> TO BE DONE
Can you return the data below exactly as it appears, from its first line through the line containing "[0,0,960,768]", with both ends included?

> ROWS
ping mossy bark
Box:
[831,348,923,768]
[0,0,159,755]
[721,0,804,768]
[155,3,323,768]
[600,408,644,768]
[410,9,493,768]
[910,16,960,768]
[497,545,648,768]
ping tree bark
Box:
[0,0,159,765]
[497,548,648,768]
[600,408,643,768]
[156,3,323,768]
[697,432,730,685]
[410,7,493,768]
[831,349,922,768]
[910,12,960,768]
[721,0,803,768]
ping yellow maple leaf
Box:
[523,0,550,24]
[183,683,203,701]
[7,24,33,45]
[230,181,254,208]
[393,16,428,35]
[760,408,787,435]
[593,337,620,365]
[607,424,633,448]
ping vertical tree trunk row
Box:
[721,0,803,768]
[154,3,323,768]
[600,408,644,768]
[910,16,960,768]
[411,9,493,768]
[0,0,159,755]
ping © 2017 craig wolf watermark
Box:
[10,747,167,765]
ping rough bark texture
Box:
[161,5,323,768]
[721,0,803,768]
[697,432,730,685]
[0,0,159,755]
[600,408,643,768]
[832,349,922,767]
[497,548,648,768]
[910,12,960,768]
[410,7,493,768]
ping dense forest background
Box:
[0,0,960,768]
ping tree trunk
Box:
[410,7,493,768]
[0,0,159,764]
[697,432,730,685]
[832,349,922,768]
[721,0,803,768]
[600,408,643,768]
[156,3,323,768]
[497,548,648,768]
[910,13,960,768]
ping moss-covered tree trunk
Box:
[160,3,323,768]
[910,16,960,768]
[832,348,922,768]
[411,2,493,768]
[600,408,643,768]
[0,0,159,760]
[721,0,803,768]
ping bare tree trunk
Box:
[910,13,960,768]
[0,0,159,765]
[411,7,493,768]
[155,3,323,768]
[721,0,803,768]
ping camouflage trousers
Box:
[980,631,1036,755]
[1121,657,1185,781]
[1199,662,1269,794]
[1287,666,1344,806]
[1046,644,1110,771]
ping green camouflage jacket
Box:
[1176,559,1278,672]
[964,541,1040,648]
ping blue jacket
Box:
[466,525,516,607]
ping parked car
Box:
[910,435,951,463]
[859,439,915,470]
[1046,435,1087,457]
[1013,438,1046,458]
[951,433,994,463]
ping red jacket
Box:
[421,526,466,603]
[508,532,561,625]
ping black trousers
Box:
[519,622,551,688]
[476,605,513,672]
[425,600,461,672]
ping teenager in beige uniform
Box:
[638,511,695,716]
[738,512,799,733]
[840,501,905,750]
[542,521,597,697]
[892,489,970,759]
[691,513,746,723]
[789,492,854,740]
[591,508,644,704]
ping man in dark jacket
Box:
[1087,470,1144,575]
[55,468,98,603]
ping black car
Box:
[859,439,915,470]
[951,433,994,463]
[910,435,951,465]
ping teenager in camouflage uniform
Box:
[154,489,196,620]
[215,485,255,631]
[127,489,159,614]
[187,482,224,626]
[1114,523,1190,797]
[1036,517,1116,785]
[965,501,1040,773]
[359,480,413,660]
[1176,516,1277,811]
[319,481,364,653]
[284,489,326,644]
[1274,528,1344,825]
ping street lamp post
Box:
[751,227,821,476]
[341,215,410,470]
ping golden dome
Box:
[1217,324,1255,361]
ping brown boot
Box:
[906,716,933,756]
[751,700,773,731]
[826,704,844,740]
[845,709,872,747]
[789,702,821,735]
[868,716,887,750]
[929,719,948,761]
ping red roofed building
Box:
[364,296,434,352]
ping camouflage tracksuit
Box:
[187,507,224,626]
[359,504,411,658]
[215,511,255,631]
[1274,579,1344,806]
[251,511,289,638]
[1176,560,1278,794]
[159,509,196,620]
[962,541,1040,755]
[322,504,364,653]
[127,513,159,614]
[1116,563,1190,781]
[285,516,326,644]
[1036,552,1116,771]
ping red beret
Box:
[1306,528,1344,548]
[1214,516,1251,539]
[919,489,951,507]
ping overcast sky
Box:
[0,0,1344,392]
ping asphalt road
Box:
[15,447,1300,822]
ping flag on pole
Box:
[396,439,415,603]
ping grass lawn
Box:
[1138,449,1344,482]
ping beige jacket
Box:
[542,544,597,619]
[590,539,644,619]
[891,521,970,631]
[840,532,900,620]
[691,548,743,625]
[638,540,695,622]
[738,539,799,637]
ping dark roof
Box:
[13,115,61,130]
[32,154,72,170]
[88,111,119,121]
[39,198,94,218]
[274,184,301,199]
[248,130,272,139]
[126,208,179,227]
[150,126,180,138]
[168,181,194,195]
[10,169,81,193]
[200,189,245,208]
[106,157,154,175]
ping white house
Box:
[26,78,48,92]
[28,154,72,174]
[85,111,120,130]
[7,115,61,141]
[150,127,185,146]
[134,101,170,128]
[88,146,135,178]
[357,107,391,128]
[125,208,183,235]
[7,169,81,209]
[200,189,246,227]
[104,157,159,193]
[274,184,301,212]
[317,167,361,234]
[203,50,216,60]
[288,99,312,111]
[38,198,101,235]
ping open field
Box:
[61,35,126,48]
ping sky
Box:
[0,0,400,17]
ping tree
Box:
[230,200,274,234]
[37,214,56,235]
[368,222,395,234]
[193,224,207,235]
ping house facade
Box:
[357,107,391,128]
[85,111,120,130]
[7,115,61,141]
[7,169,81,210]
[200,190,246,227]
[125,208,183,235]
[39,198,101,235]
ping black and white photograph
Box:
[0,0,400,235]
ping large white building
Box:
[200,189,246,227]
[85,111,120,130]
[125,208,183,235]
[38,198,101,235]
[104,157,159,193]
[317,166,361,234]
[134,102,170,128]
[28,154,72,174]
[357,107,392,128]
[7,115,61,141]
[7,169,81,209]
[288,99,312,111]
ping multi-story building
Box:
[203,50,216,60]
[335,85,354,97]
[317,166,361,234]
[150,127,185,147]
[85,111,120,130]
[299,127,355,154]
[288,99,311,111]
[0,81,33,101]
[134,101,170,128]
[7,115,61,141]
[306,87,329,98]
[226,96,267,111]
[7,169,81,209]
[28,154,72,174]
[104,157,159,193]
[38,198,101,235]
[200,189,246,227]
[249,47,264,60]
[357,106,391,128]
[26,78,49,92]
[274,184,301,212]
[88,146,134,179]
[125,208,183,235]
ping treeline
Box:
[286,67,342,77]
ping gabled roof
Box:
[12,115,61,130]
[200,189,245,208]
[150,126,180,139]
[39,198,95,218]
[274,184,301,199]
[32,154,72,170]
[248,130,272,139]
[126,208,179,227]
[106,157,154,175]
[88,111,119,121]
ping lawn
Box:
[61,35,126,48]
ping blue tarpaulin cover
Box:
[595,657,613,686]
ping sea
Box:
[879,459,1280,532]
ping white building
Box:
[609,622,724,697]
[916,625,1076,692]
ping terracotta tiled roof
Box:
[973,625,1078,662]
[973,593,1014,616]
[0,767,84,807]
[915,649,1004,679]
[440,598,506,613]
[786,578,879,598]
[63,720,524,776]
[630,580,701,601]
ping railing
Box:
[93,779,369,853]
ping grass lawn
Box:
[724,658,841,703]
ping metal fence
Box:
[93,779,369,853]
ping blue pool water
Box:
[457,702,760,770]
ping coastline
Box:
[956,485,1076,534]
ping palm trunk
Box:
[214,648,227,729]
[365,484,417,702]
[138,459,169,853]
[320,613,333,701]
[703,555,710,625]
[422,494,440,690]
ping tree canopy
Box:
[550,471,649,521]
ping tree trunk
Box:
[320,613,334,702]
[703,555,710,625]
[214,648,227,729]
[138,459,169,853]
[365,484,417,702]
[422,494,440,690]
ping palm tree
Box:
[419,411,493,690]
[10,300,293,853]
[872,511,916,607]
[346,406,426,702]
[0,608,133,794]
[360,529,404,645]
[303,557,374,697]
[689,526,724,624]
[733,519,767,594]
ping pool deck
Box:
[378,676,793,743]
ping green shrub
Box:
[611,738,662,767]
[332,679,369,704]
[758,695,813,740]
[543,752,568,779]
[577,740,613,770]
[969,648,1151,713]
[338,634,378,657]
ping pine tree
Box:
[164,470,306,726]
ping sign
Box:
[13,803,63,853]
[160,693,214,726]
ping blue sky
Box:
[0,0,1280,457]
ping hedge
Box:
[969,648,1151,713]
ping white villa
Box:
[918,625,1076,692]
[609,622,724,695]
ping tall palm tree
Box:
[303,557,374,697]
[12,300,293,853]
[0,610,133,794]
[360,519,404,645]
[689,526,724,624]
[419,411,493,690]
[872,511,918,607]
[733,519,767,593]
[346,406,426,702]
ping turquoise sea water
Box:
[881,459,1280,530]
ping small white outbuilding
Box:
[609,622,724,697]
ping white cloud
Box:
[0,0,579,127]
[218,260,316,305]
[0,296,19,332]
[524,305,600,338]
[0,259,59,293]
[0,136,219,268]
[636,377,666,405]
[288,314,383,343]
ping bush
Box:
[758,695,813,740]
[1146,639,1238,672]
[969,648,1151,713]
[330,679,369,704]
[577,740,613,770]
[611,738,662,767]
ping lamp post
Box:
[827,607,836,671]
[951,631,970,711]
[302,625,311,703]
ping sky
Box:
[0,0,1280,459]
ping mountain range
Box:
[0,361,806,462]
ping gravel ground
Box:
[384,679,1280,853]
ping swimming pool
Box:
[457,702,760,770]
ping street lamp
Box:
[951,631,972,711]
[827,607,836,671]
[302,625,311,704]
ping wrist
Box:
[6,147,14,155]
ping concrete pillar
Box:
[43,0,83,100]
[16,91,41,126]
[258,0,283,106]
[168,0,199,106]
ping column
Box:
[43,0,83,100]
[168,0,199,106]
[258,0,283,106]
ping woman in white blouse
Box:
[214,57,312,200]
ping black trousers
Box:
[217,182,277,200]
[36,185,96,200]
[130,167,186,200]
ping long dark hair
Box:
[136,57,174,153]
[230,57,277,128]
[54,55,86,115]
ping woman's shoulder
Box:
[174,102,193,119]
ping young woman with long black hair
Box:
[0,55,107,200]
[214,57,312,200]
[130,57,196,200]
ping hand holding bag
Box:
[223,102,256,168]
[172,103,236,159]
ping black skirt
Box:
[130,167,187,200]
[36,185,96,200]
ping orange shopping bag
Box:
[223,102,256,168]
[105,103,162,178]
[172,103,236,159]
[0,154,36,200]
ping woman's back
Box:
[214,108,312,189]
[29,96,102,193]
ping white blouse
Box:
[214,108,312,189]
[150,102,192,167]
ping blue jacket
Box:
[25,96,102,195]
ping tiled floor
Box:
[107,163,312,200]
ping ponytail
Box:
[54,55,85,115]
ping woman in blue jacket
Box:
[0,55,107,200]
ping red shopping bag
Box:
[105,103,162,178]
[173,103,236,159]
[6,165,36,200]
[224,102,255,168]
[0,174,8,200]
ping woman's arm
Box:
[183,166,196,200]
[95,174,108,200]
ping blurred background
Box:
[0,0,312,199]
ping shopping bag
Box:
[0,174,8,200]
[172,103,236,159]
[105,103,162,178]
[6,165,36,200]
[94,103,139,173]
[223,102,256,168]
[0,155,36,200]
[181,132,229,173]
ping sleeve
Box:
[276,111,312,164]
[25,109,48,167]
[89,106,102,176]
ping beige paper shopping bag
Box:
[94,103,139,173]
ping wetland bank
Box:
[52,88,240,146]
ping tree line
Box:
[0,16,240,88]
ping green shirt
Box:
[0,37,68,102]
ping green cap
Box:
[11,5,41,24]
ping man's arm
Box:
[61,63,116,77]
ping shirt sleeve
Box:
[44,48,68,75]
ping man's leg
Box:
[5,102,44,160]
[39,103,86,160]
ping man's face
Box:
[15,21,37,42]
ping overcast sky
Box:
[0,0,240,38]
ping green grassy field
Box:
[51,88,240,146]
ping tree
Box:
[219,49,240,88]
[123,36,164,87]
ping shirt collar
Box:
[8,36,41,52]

> RESPONSE
ping mossy bark
Box:
[831,348,923,768]
[0,0,159,755]
[721,0,804,768]
[155,3,323,768]
[600,408,644,768]
[410,9,493,768]
[910,16,960,768]
[497,545,648,768]
ping tree bark
Box:
[0,0,159,765]
[497,548,648,768]
[600,408,643,768]
[156,3,323,768]
[697,432,730,685]
[410,7,493,768]
[831,349,922,768]
[910,12,960,768]
[721,0,803,768]
ping yellow maple leaf
Box:
[523,0,550,24]
[183,683,203,701]
[7,24,33,45]
[230,181,254,208]
[393,16,428,35]
[760,408,787,435]
[593,337,620,365]
[607,424,633,448]
ping vertical tree trunk row
Box:
[721,0,803,768]
[154,3,323,768]
[600,408,644,768]
[910,16,960,768]
[411,9,493,768]
[0,0,159,755]
ping © 2017 craig wolf watermark
Box:
[10,747,167,765]
ping rough bark texture
Box:
[161,5,323,768]
[721,0,803,768]
[697,432,730,685]
[0,0,159,755]
[600,408,643,768]
[832,349,922,767]
[497,548,648,768]
[910,12,960,768]
[410,7,493,768]
ping dense forest background
Box:
[0,0,960,768]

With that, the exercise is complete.